Reproduce verbatim the rows between the line holding "task | place one marker on every instance of the picture" and the line holding "[(662, 358)]", inclusive.

------ ENTRIES PROVIDED ------

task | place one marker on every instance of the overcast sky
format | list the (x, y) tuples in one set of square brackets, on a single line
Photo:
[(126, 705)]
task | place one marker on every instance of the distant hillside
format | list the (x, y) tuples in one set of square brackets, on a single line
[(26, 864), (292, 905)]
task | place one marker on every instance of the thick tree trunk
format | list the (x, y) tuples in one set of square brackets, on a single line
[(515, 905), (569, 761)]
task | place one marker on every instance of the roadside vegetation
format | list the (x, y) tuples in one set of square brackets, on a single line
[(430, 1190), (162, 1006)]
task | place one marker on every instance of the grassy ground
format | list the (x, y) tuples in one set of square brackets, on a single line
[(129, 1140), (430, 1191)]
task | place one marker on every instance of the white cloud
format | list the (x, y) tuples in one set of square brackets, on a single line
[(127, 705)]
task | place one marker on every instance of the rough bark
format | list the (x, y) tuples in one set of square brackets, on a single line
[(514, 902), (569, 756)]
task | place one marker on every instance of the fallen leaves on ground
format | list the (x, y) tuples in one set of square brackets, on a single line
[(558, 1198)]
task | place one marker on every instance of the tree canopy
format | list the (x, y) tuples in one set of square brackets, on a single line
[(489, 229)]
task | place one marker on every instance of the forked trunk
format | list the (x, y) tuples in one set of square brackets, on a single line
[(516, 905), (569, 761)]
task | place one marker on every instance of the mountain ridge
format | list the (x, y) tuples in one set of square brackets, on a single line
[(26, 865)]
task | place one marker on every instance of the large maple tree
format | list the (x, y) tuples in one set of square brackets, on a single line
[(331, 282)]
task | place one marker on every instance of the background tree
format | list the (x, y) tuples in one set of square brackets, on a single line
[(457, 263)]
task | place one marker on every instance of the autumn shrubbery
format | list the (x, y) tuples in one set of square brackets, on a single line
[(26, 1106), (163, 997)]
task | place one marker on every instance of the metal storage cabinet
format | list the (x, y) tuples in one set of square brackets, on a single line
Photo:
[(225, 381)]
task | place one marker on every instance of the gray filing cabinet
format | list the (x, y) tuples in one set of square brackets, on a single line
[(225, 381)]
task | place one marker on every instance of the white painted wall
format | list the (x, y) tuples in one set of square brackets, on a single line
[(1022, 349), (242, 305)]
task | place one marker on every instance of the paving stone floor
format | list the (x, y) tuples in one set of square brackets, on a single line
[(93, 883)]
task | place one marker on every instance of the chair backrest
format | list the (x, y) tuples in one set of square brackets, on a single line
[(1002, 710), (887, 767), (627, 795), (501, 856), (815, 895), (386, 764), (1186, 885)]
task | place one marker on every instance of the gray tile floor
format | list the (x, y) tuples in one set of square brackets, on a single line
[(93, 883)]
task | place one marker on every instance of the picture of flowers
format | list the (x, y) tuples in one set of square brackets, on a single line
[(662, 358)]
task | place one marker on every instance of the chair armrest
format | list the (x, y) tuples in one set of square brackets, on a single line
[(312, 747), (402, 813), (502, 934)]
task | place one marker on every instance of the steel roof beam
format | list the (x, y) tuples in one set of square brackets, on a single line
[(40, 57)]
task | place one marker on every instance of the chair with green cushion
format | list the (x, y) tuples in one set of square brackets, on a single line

------

#### WRITTEN RESPONSE:
task | place one marker on every instance of the picture of flowers
format | list the (x, y) tuples in one set of square brackets, on a single line
[(662, 358)]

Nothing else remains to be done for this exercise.